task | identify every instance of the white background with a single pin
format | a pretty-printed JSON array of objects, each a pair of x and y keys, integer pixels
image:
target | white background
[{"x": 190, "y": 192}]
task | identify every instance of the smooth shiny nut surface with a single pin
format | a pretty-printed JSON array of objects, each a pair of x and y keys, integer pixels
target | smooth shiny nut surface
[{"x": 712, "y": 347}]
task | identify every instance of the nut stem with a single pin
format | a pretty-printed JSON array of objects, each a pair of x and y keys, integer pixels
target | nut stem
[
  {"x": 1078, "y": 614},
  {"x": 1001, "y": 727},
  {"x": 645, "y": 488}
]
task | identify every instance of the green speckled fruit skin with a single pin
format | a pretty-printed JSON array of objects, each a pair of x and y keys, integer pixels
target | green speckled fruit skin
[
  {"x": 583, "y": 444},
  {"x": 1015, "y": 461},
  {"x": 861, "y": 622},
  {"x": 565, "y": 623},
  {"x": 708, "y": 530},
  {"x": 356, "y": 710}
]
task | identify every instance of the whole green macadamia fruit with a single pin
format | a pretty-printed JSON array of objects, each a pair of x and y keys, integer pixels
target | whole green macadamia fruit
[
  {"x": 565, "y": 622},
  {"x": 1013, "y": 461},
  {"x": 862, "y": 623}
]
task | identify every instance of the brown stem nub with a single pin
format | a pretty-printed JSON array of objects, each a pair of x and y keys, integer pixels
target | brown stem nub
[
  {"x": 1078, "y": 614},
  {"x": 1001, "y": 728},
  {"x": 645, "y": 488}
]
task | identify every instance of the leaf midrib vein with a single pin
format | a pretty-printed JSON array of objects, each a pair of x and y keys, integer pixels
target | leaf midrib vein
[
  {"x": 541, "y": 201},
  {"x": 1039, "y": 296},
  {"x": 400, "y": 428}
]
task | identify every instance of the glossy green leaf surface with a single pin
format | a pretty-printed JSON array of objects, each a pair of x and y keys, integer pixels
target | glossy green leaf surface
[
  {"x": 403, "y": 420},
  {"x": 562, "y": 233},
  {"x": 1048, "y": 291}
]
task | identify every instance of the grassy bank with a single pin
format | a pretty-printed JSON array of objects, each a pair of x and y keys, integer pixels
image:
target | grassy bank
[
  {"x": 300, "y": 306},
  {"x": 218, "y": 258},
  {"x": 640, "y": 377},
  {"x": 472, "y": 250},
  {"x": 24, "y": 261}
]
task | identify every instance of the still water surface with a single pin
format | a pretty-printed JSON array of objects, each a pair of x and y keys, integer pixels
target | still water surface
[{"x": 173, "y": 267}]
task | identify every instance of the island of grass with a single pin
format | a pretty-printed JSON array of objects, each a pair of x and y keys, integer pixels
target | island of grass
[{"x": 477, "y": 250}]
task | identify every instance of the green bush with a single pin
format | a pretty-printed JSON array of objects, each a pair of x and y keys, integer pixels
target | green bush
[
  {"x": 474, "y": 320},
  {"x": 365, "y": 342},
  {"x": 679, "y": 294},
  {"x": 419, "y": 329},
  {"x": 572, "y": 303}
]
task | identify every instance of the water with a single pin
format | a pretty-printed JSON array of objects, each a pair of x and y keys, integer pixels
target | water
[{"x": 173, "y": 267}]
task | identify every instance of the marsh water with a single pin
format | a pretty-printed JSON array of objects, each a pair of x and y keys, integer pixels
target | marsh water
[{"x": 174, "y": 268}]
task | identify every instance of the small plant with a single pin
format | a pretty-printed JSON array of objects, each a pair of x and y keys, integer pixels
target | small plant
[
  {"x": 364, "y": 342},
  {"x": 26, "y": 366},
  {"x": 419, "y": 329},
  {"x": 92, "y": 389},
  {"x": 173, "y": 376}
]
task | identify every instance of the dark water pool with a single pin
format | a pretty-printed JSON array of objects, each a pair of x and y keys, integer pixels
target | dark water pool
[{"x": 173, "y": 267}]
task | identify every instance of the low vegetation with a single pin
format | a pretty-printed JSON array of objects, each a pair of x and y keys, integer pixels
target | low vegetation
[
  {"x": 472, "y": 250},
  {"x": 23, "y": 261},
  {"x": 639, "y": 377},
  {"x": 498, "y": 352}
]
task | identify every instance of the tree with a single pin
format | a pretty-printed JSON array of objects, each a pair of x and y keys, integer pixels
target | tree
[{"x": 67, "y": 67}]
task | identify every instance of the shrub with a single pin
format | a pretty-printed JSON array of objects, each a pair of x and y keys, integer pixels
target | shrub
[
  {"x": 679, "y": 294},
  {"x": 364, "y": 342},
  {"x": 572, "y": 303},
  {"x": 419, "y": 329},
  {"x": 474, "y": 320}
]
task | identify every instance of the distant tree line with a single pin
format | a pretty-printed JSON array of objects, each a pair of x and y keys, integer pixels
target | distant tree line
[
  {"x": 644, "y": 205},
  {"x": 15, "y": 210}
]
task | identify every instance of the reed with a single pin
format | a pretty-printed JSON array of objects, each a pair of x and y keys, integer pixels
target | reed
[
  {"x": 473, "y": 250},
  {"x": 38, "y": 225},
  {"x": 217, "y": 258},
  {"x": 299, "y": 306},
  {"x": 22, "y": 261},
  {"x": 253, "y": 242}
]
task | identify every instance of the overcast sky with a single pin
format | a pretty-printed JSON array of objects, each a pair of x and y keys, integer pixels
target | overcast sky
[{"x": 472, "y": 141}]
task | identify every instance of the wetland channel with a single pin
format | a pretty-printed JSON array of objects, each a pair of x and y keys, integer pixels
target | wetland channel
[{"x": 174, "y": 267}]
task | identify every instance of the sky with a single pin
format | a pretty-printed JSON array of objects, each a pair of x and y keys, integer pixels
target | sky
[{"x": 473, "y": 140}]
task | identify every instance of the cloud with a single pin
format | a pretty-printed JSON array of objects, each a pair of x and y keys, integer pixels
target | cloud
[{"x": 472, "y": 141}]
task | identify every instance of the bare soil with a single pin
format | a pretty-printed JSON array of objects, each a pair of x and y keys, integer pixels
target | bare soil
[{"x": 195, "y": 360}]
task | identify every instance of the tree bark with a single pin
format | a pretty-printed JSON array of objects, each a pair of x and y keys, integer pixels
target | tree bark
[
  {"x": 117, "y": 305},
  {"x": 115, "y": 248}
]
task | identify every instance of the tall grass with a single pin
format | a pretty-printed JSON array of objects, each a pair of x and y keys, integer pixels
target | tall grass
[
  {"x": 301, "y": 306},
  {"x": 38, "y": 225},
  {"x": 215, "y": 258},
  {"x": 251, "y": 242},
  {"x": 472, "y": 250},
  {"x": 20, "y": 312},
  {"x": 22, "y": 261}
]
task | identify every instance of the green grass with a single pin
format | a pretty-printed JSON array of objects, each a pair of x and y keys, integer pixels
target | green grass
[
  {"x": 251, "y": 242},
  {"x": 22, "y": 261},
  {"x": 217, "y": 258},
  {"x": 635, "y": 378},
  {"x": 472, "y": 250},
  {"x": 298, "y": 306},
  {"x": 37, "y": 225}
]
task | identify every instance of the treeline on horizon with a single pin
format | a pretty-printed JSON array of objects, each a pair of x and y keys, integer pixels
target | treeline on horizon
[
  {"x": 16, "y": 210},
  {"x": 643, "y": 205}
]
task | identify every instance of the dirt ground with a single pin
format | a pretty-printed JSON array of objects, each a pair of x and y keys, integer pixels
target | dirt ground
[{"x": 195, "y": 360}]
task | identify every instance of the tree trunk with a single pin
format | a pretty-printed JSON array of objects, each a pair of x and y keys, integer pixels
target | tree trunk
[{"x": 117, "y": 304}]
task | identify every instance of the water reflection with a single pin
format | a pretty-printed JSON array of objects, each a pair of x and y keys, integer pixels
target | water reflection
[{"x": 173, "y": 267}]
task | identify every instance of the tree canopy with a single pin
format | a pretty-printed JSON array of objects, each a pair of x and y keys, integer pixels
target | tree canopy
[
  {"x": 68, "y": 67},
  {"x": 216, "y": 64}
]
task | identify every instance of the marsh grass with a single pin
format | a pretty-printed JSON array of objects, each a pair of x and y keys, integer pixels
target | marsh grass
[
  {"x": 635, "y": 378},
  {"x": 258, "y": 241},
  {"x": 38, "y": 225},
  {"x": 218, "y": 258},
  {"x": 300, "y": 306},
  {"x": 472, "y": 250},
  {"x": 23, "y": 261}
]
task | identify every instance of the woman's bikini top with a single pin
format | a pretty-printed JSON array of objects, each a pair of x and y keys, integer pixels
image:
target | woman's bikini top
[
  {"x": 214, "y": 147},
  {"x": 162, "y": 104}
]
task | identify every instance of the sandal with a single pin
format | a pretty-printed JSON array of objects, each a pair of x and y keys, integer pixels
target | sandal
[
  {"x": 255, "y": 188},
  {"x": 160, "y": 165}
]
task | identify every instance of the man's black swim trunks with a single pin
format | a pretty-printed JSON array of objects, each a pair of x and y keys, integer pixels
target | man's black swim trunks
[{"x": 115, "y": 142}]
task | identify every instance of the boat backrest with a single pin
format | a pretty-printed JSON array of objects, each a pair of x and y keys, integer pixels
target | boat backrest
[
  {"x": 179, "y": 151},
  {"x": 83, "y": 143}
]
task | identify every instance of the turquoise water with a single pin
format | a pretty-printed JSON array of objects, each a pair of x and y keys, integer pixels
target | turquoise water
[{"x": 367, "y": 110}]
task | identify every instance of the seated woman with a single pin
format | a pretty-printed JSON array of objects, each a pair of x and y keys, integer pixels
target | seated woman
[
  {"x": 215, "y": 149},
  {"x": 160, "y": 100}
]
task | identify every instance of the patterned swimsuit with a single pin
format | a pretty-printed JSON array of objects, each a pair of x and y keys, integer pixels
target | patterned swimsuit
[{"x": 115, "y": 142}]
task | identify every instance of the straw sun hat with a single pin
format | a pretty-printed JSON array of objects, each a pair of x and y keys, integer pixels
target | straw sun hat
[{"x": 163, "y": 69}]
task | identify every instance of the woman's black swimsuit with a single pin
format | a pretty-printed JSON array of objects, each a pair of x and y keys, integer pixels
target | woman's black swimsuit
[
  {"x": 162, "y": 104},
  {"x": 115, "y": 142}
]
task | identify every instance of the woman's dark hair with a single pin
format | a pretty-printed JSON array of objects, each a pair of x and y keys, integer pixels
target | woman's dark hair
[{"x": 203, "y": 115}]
-------
• **PROBLEM TO SOLVE**: Print again the lines of the entries above that fall between the line holding "target | man's black swim trunks" and the line holding "task | identify every instance of the patterned", inclusive, exactly as they stand.

• **SOLUTION TO THE PROBLEM**:
target | man's black swim trunks
[{"x": 115, "y": 142}]
task | identify every instance of the boat backrest with a single pin
format | a pretty-printed JSON array of objects, each a pair of x and y keys, integer pixels
target | boat backrest
[
  {"x": 179, "y": 151},
  {"x": 83, "y": 143}
]
task | identify every instance of the turquoise water with a single pin
format | a pretty-printed JSON array of objects, each a pair of x and y keys, integer pixels
target | turquoise water
[{"x": 367, "y": 110}]
task | identify every instance of the seated woman with a single pin
format | a pretty-printed JSON array of objects, each a pair of x and y keys, integer pixels
target | seated woman
[
  {"x": 215, "y": 149},
  {"x": 160, "y": 100}
]
task | identify every instance of the patterned swimsuit with a single pin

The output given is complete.